*Exercise*.
Return the records in full, with every character preserved.

*Source data*.
※ ※ ※
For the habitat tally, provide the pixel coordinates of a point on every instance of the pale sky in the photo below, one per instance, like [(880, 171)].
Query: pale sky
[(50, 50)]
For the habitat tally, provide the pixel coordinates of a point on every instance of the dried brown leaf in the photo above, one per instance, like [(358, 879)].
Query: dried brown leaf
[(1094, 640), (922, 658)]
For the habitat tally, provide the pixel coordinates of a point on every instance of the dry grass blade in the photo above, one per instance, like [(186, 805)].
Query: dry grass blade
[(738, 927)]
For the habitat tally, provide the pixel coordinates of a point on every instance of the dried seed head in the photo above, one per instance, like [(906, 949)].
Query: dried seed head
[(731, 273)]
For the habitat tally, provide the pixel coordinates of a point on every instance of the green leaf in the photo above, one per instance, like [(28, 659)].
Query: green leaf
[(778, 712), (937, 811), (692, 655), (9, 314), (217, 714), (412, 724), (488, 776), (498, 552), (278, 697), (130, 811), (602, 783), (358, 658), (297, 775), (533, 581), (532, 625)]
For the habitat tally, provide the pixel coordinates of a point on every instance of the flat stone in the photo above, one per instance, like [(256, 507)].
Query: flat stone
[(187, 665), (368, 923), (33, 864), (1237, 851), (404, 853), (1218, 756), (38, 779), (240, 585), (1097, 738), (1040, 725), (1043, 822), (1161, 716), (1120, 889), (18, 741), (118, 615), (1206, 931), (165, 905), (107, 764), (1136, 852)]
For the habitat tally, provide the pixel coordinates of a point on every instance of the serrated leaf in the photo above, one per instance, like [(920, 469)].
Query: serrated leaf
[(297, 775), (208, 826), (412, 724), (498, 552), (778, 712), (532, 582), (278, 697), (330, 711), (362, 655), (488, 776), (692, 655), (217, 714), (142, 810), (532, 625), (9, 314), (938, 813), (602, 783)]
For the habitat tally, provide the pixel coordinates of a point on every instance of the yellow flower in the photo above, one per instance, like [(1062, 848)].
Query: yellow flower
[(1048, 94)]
※ ※ ※
*Solution*.
For the habitat tally, provide the pixel coordinates of a point on every instance of the pale sky in the photo below, one per instance, like [(880, 171)].
Query: pale sky
[(50, 50)]
For the habitat tally, provide the pixel coordinates of a point on every instance of the dried brown leaf in the photo above, one per instance, like [(358, 879)].
Query: dried brown leaf
[(1094, 640), (922, 658)]
For the habitat tally, provide the pixel coordinates of a point on every instance of the dry grass blade in the photo above, one per instance, like [(186, 805)].
Query: dry grass blade
[(738, 927)]
For the habitat tally, provide the pixel coordinates of a point on every instance of the dried seed head in the photo above, one per instance, like [(906, 949)].
Query: dried seed head
[(731, 273)]
For the habitat tally, provide the pixel coordinates of a point on every instance of the green leaf in the photo above, one per instance, like [(28, 659)].
Query: green leaf
[(778, 712), (937, 811), (692, 655), (9, 314), (217, 714), (412, 724), (488, 776), (498, 552), (278, 697), (130, 811), (602, 783), (358, 658), (297, 775), (533, 581), (532, 625)]
For the habitat tally, provide the pixel coordinates of a point on every instance of the flat stone in the photo above, one per instance, like [(256, 507)].
Query: flat stone
[(187, 665), (368, 923), (33, 864), (1237, 851), (404, 853), (1218, 756), (38, 779), (240, 585), (1097, 738), (1040, 725), (1043, 822), (1161, 716), (1120, 889), (18, 741), (118, 615), (1206, 931), (165, 905), (107, 764), (1136, 852)]
For the habitat tally, provide the pixel coordinates of a point on every instance of the serrated leaf in the photo above, one per instance, like [(920, 469)].
Query: serrated leaf
[(297, 775), (208, 826), (412, 724), (498, 552), (778, 712), (532, 582), (278, 697), (330, 711), (362, 655), (488, 776), (692, 655), (217, 714), (142, 810), (532, 625), (9, 314), (938, 813), (602, 783)]
For the habitat tally, provide the pixel coordinates of a point on every instance of the yellow flower in the photo above, one per instance, like [(1062, 848)].
Query: yellow flower
[(1048, 94)]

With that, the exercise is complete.